▶ TEXTAUSZUG
---+---

Berlin Dschihadisten bedrohen die Trinkwasserversorgung im Großraum Stuttgart. Doch weil gleich mehrere Terroranschläge parallel verübt werden, sind keine Polizeikräfte aus anderen Bundesländern verfügbar. Die Bundeswehr könnte helfen – doch bis zu einer Entscheidung über einen Einsatz vergehen 15 Stunden.

Zum Glück war es nicht der Ernstfall, den die Bundeswehr und Polizei von Dienstag- bis Donnerstagmorgen in sechs Bundesländern probte, sondern nur eine Übung. Unter der Hypothese, dass sich die Bundesländer nicht gegenseitig unterstützen können und deshalb die Bundeswehr um Hilfe bitten müssen, wurden die Kommunikation, Koordination und Alarmketten getestet. Öffentlich sichtbar war die Übung nicht, sie fand nur in den Büros statt.

---+---

Einträge aus einem Datensatz:

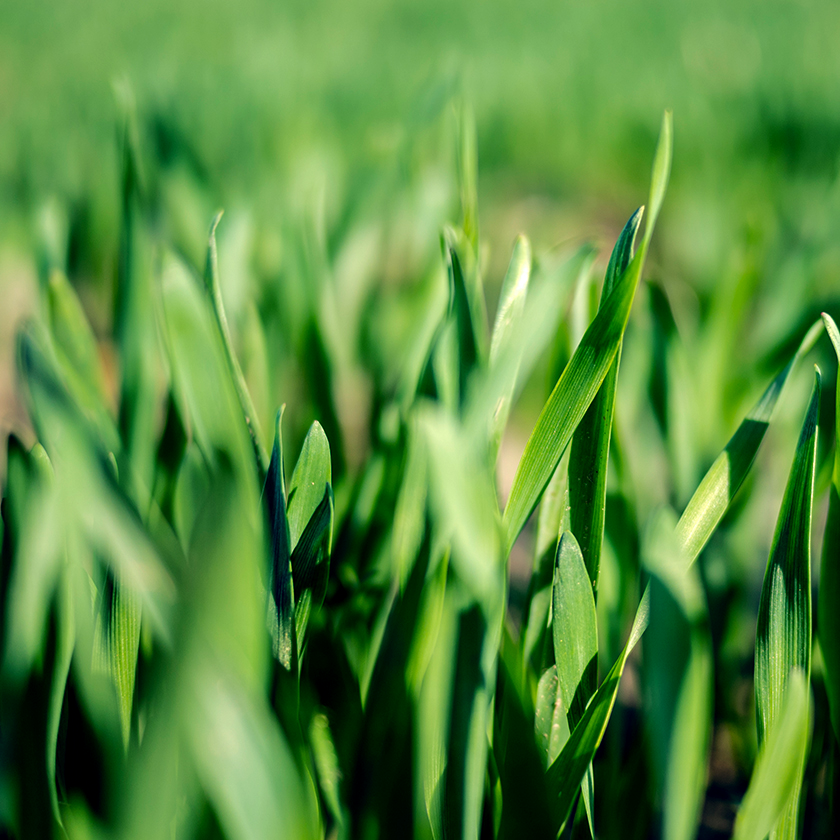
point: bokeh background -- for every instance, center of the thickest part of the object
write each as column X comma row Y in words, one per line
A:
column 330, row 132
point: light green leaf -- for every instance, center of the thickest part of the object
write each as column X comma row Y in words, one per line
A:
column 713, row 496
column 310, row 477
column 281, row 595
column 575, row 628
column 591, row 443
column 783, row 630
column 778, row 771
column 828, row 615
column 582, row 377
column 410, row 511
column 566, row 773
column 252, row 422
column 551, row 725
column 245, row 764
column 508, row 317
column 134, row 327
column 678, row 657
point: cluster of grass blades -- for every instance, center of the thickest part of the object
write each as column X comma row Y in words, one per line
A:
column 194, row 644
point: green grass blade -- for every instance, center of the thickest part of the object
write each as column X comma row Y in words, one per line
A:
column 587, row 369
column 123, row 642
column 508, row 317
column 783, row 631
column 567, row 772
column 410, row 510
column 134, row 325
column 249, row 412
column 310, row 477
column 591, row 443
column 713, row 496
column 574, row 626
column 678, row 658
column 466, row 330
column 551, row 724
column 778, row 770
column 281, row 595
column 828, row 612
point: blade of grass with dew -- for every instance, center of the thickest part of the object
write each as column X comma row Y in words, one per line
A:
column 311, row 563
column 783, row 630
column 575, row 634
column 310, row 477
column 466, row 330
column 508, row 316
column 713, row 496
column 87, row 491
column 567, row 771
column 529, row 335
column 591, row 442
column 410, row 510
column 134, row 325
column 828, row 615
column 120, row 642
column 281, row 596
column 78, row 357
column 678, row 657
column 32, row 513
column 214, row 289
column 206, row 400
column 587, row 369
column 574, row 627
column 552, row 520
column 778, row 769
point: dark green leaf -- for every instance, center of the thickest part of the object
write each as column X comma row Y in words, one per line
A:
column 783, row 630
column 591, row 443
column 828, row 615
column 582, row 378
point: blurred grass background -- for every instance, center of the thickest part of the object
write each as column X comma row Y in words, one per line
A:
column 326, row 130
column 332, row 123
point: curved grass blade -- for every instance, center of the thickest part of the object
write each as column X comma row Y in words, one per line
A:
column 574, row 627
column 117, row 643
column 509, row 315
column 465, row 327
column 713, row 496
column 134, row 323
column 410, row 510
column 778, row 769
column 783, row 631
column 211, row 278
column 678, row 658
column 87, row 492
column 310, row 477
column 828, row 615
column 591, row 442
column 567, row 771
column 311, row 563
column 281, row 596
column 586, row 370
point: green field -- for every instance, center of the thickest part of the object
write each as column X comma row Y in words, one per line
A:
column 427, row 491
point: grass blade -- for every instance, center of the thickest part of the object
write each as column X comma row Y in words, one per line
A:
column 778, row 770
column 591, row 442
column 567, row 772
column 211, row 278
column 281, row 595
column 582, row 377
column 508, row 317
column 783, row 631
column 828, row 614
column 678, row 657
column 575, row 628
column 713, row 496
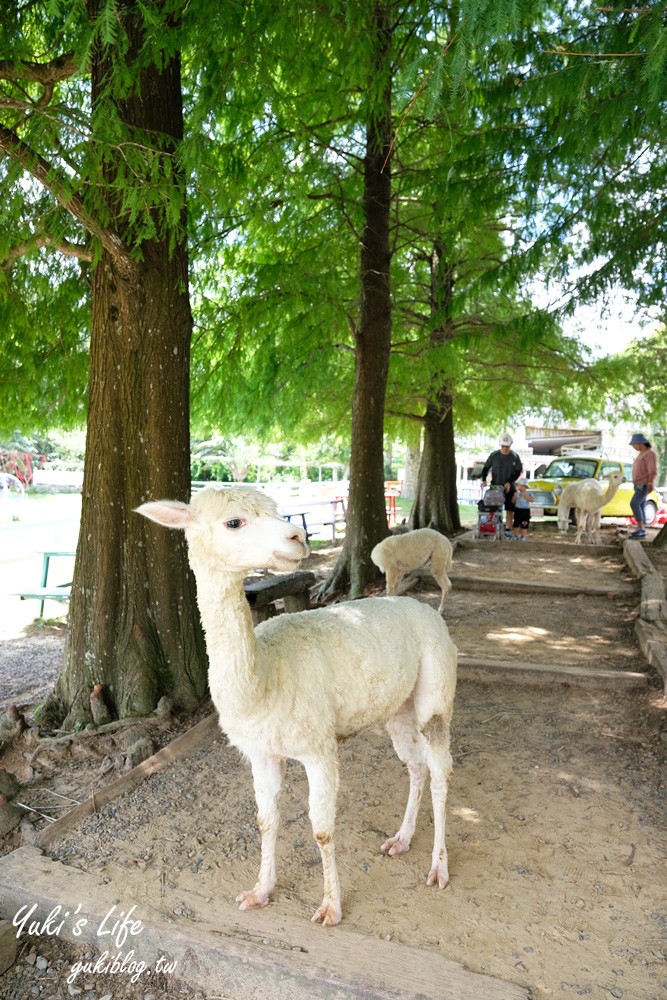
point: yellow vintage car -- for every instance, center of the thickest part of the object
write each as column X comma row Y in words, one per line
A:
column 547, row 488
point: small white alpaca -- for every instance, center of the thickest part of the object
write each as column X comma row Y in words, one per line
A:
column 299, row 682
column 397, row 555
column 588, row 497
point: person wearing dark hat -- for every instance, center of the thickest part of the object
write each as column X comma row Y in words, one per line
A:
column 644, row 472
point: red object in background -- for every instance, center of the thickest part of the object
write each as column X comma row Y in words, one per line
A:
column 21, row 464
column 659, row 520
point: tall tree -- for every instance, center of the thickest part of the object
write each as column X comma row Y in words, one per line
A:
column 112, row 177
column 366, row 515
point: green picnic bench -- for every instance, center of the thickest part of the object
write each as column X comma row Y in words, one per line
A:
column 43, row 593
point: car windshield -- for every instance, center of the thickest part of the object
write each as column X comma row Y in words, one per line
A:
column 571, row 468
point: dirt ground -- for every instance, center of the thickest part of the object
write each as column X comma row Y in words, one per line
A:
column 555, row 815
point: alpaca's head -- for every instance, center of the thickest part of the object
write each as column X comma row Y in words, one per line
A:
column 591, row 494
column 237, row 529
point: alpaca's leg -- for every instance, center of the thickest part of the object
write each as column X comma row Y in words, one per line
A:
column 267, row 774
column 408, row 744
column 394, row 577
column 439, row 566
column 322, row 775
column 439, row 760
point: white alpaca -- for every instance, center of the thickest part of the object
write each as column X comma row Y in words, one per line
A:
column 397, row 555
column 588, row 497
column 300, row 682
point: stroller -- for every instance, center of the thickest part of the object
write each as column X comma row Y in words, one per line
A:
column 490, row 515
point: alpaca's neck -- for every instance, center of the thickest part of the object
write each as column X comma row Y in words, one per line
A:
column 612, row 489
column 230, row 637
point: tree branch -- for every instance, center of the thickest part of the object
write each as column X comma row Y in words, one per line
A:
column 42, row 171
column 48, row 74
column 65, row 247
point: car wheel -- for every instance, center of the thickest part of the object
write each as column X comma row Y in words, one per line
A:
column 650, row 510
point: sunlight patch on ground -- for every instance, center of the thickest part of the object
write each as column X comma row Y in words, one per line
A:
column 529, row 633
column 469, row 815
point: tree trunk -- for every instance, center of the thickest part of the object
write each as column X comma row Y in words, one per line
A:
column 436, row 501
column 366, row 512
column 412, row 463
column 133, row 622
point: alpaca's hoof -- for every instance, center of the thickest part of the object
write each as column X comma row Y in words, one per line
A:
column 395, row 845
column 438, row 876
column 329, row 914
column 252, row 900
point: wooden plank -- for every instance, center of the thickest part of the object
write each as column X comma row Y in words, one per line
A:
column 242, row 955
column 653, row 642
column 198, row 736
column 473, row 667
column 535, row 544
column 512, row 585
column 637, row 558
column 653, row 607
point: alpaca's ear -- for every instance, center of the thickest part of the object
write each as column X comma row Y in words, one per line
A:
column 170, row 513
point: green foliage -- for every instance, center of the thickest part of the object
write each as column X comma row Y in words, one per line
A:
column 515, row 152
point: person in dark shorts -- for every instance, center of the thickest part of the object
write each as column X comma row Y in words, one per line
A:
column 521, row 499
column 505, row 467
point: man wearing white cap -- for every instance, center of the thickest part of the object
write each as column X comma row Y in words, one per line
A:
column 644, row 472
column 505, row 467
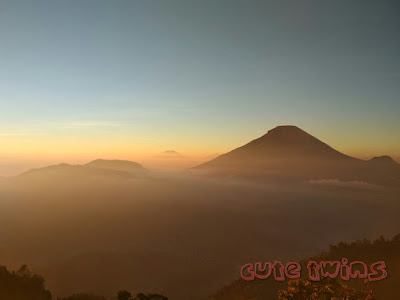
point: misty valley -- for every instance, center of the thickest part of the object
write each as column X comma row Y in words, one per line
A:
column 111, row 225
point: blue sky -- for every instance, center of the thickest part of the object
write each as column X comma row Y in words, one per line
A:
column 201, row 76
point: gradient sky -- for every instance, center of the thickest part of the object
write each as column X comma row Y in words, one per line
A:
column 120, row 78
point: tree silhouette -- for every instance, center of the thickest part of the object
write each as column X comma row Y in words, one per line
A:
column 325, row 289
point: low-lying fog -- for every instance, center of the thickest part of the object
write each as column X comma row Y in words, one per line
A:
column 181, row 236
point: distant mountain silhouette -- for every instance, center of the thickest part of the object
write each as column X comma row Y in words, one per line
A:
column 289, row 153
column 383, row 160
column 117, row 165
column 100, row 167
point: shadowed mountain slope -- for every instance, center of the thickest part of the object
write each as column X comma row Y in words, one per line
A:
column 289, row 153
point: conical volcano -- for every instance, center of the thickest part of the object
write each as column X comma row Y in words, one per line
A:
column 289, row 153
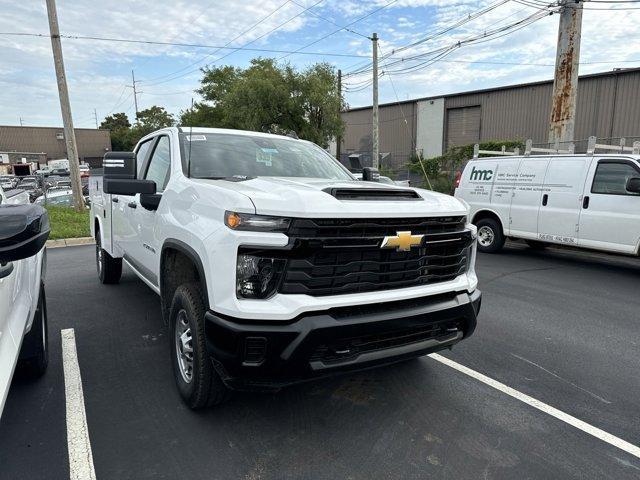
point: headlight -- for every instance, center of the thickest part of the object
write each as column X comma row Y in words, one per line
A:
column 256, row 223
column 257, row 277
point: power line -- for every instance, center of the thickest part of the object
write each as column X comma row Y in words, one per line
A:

---+---

▶ IHRE AUFGABEN
1 > Zitieren Sie aus dem Textauszug zur Terrorübung den Abschnitt, der mit "Berlin Dschihadisten bedrohen" beginnt und bis einschließlich "den Büros statt." reicht.
2 > Beantworten Sie anhand des Textauszugs zur Terrorübung die folgenden Fragen.
(a) Wie viele Stunden vergehen im Szenario bis zu einer Entscheidung über einen Einsatz der Bundeswehr?
(b) In wie vielen Bundesländern probten Bundeswehr und Polizei?
(c) Wo fand die Übung statt?

▶ LÖSUNGEN
1 >
Berlin Dschihadisten bedrohen die Trinkwasserversorgung im Großraum Stuttgart. Doch weil gleich mehrere Terroranschläge parallel verübt werden, sind keine Polizeikräfte aus anderen Bundesländern verfügbar. Die Bundeswehr könnte helfen – doch bis zu einer Entscheidung über einen Einsatz vergehen 15 Stunden.

Zum Glück war es nicht der Ernstfall, den die Bundeswehr und Polizei von Dienstag- bis Donnerstagmorgen in sechs Bundesländern probte, sondern nur eine Übung. Unter der Hypothese, dass sich die Bundesländer nicht gegenseitig unterstützen können und deshalb die Bundeswehr um Hilfe bitten müssen, wurden die Kommunikation, Koordination und Alarmketten getestet. Öffentlich sichtbar war die Übung nicht, sie fand nur in den Büros statt.

2 >
(a) 15 Stunden
(b) In sechs Bundesländern
(c) Nur in den Büros